--- Problem to work on ---
Your copy should begin at the line containing "Task: set one pin on each instance of the window trim" and end at the last line of the records; transcribe those lines exactly and leave out every picture.

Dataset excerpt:

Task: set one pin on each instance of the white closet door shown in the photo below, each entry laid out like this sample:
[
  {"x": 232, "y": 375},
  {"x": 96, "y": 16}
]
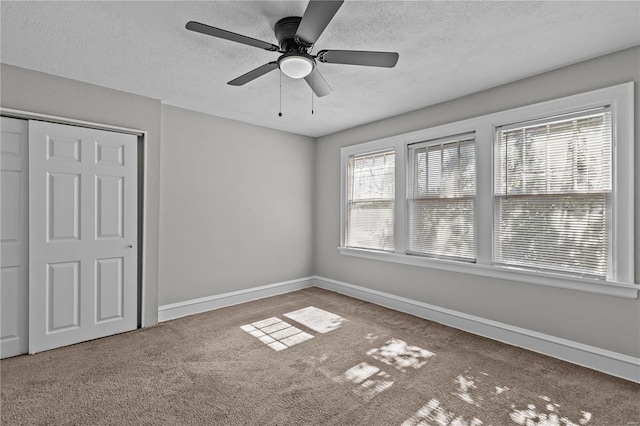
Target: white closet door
[
  {"x": 14, "y": 253},
  {"x": 82, "y": 234}
]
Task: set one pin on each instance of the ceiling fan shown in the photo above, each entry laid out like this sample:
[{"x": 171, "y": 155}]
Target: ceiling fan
[{"x": 296, "y": 36}]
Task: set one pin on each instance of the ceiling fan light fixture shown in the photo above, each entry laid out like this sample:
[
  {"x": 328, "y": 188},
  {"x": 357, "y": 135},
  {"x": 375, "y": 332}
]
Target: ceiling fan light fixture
[{"x": 296, "y": 66}]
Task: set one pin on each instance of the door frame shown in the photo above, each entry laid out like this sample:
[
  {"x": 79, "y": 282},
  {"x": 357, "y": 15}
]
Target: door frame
[{"x": 142, "y": 170}]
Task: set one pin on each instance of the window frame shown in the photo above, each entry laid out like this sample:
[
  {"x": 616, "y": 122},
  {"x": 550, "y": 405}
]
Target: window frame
[{"x": 619, "y": 98}]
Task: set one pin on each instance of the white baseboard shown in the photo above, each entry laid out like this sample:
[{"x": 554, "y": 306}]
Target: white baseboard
[
  {"x": 204, "y": 304},
  {"x": 603, "y": 360}
]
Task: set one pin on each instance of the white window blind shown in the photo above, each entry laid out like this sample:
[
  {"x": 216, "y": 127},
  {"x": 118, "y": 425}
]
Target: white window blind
[
  {"x": 441, "y": 198},
  {"x": 553, "y": 194},
  {"x": 370, "y": 201}
]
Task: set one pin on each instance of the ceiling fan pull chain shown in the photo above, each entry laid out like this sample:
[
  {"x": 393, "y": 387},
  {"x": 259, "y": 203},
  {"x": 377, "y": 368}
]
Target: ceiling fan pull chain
[
  {"x": 313, "y": 80},
  {"x": 280, "y": 113}
]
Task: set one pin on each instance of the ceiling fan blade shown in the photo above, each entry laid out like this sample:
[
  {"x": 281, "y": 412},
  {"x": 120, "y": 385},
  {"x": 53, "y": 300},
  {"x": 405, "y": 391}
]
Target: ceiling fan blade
[
  {"x": 315, "y": 19},
  {"x": 358, "y": 57},
  {"x": 228, "y": 35},
  {"x": 318, "y": 84},
  {"x": 253, "y": 74}
]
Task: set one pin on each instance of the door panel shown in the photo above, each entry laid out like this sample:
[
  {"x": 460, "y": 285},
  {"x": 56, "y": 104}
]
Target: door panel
[
  {"x": 14, "y": 254},
  {"x": 83, "y": 233}
]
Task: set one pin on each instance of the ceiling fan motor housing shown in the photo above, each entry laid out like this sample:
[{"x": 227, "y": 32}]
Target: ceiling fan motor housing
[{"x": 285, "y": 30}]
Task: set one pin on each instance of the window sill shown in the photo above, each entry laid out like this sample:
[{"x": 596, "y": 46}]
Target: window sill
[{"x": 608, "y": 288}]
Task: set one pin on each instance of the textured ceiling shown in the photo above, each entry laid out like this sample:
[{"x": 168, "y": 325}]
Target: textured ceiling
[{"x": 447, "y": 50}]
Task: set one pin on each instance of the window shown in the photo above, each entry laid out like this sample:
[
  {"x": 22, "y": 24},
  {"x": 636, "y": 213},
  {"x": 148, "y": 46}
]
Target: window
[
  {"x": 441, "y": 201},
  {"x": 553, "y": 194},
  {"x": 541, "y": 194},
  {"x": 370, "y": 205}
]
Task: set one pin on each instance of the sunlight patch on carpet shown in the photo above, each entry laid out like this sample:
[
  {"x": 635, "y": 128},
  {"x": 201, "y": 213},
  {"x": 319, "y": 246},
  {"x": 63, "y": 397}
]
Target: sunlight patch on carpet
[
  {"x": 400, "y": 355},
  {"x": 476, "y": 387},
  {"x": 371, "y": 380},
  {"x": 276, "y": 334},
  {"x": 433, "y": 413},
  {"x": 316, "y": 319},
  {"x": 547, "y": 415}
]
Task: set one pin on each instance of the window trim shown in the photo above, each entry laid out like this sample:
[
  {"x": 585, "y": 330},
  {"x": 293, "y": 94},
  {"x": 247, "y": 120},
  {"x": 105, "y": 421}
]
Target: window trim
[{"x": 619, "y": 97}]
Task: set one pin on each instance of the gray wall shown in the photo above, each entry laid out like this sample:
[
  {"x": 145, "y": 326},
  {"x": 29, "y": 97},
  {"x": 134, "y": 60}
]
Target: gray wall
[
  {"x": 602, "y": 321},
  {"x": 37, "y": 92},
  {"x": 236, "y": 208}
]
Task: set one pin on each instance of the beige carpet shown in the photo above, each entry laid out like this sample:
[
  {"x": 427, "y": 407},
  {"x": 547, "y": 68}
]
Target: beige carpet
[{"x": 311, "y": 357}]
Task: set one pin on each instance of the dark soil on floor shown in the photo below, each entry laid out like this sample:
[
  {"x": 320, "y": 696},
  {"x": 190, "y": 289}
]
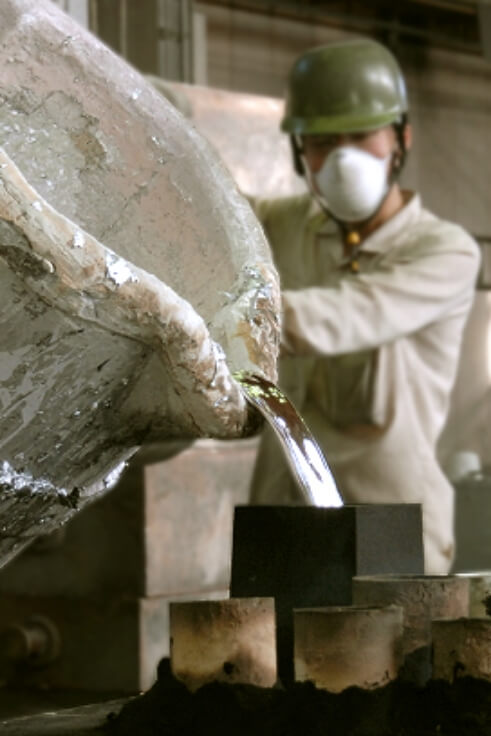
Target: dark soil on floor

--- The solution ---
Task: set one pin on each instance of the window trim shown in the photo above, each entry laid out like this sample:
[
  {"x": 585, "y": 330},
  {"x": 293, "y": 94},
  {"x": 247, "y": 120},
  {"x": 105, "y": 421}
]
Target: window trim
[{"x": 619, "y": 97}]
Task: set one pin on each instance of the gray wall shown in the photo above, each entry laid out like this sample:
[
  {"x": 145, "y": 326},
  {"x": 29, "y": 97},
  {"x": 134, "y": 60}
]
Target: gray wall
[
  {"x": 602, "y": 321},
  {"x": 37, "y": 92},
  {"x": 236, "y": 208}
]
Task: set one pin on each instance of the beige carpet shown in the photo above, each entry laid out like this sample:
[
  {"x": 427, "y": 407},
  {"x": 547, "y": 68}
]
Target: beige carpet
[{"x": 311, "y": 357}]
Task: set one pin on each instance of the dark soil on floor shown in the photo below, each entry laid out like this sample:
[
  {"x": 320, "y": 696},
  {"x": 190, "y": 289}
]
Target: dark soil on floor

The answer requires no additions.